What is expected -
Each record listed below is to be output exactly as written.

Data records -
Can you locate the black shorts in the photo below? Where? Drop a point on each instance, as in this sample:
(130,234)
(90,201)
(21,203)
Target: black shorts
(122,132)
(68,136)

Exercise solution -
Can you locate the black shorts in the photo below? Where? Drop a point on each instance, as in this sample:
(130,234)
(90,201)
(21,203)
Target: black shorts
(122,132)
(68,136)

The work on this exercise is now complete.